◆ Problem to solve
Each line from the line that includes "could you grab bounding boxes for every church bell" through the end of the material below must be transcribed exactly, with no other lines.
-------- Entries provided
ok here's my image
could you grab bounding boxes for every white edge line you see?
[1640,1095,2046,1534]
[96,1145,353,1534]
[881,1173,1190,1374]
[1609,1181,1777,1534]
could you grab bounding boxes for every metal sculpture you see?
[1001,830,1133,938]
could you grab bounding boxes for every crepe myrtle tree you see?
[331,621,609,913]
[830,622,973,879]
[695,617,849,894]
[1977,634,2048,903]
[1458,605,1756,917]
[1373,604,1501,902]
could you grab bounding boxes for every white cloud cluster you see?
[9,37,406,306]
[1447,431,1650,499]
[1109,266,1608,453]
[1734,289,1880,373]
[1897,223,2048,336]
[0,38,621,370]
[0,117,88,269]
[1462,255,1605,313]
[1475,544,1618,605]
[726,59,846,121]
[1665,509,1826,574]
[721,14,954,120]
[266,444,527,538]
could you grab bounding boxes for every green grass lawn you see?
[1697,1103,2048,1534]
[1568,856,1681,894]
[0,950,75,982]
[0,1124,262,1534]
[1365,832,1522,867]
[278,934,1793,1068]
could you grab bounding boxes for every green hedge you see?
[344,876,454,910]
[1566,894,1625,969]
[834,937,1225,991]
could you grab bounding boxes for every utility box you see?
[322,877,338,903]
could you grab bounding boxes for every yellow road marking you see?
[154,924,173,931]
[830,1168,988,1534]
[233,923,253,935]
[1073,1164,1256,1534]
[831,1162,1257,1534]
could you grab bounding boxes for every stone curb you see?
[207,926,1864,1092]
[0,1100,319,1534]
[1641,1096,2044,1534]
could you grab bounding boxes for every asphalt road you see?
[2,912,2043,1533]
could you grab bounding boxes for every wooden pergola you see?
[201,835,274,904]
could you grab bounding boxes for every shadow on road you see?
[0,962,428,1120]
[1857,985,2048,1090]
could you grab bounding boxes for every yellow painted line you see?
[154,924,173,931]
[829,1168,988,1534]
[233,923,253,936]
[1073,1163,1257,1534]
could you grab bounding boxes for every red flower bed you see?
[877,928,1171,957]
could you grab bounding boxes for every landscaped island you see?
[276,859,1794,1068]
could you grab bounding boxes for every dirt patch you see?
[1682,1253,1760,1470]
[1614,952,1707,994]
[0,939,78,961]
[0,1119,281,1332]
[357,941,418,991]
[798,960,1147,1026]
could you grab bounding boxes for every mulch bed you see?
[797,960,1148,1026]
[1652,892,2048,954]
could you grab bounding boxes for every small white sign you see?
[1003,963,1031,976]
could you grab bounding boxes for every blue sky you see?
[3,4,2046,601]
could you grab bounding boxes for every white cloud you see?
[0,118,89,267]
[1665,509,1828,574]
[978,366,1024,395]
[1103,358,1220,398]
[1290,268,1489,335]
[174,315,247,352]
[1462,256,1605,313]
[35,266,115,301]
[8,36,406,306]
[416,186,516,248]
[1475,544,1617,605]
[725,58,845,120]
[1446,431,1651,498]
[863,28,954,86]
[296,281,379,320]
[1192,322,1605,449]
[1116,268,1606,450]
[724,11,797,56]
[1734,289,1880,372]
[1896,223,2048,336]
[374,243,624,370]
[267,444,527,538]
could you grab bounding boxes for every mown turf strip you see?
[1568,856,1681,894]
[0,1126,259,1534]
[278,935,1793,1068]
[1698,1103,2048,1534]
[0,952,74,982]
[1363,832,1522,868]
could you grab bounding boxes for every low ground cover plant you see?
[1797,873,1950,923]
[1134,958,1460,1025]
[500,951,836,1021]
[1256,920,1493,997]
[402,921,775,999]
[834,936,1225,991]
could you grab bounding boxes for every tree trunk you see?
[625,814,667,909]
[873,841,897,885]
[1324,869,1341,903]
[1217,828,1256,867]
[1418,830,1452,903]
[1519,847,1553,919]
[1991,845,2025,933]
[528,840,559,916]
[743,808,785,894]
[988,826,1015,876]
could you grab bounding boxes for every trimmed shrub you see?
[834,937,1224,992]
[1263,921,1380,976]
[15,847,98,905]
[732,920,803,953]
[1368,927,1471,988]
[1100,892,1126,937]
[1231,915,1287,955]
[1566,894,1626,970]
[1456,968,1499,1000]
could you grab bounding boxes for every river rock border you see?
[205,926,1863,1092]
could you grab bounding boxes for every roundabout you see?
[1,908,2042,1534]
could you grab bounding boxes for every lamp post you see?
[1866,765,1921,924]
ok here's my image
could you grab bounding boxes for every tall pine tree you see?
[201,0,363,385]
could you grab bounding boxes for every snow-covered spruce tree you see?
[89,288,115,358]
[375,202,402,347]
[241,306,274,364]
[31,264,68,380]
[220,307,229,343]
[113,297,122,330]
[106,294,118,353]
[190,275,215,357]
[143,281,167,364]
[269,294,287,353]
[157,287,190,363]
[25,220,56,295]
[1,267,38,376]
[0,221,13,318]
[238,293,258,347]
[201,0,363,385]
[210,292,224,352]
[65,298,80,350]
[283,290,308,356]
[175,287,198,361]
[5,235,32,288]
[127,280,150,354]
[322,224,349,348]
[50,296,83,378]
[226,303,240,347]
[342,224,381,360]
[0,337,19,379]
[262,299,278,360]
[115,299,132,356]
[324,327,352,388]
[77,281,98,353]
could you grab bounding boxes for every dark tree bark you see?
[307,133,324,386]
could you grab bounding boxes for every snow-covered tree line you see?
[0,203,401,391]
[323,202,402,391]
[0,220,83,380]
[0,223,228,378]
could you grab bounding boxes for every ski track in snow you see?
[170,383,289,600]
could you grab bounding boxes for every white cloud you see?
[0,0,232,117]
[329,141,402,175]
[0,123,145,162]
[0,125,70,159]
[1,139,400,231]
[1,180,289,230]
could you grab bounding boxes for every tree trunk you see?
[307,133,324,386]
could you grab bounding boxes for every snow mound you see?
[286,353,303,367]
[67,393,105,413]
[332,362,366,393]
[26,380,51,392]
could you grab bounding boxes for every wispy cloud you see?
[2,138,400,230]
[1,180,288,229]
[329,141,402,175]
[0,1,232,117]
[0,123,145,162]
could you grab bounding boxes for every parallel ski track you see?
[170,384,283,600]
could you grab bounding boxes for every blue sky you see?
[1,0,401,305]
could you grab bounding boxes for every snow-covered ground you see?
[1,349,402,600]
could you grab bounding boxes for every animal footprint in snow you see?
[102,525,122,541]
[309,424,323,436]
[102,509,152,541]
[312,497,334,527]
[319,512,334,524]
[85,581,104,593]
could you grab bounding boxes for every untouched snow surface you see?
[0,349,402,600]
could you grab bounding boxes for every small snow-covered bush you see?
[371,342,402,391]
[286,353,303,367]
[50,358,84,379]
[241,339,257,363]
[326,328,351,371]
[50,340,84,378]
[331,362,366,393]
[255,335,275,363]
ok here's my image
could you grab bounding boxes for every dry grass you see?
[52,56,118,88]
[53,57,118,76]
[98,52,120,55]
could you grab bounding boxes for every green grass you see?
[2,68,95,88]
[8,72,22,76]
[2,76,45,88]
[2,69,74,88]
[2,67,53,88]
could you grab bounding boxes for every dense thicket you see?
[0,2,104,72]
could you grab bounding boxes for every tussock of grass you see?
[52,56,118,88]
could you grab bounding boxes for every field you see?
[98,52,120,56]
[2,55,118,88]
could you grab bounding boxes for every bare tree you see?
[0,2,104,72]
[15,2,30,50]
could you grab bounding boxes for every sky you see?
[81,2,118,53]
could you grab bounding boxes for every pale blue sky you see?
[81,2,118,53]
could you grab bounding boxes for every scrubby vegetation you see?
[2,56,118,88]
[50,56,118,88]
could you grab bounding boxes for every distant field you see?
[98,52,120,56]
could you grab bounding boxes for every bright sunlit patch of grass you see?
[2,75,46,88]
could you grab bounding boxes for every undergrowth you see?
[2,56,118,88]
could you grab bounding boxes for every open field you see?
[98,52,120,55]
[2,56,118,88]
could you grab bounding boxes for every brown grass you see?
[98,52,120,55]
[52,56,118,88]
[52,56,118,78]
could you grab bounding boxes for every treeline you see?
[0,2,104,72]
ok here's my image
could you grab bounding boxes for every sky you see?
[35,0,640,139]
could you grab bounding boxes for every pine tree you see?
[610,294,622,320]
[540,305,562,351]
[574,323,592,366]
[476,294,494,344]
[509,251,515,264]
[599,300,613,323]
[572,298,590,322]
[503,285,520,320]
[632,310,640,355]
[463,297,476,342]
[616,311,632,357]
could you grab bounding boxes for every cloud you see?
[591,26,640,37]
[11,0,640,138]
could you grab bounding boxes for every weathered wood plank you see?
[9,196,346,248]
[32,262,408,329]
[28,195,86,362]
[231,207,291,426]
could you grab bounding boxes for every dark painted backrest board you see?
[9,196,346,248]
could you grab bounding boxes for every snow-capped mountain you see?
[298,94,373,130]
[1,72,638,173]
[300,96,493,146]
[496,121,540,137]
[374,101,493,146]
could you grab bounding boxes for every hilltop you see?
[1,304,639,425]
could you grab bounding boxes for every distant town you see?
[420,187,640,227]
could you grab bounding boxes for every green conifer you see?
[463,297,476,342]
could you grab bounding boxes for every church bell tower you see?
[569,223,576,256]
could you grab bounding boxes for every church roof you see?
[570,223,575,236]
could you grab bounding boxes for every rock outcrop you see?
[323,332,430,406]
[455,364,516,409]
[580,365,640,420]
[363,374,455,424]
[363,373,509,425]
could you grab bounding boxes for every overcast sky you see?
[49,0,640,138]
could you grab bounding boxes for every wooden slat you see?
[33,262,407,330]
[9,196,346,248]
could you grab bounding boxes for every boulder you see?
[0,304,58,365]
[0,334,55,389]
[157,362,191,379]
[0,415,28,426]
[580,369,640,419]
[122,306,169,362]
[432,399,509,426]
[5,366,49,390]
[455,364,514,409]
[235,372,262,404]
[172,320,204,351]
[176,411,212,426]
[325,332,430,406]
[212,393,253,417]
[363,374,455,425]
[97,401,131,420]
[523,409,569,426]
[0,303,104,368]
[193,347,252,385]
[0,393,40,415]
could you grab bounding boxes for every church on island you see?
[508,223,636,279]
----------------
◆ Response below
could you grab bounding boxes for every church bell tower you see?
[569,223,576,256]
could you grab bounding boxes for every church roof you see?
[570,223,575,236]
could you grab bounding boxes for every rock outcrop you see?
[323,332,430,406]
[455,364,516,409]
[580,365,640,420]
[363,374,455,424]
[363,373,509,425]
could you grab bounding boxes for every overcast sky you see?
[49,0,640,138]
could you grab bounding boxes for every wooden slat you see?
[33,262,407,330]
[9,196,346,248]
could you grab bounding boxes for every boulder you see?
[0,304,58,365]
[0,334,55,389]
[157,362,191,379]
[0,415,28,426]
[580,369,640,419]
[122,306,169,362]
[432,399,509,426]
[5,366,49,390]
[455,364,514,409]
[235,372,262,404]
[172,320,204,351]
[176,411,212,426]
[325,332,430,406]
[212,393,253,417]
[363,374,455,425]
[97,401,131,420]
[523,409,569,426]
[0,303,104,368]
[193,347,252,385]
[0,393,40,415]
could you grab bounding boxes for every church on island you see?
[508,223,636,279]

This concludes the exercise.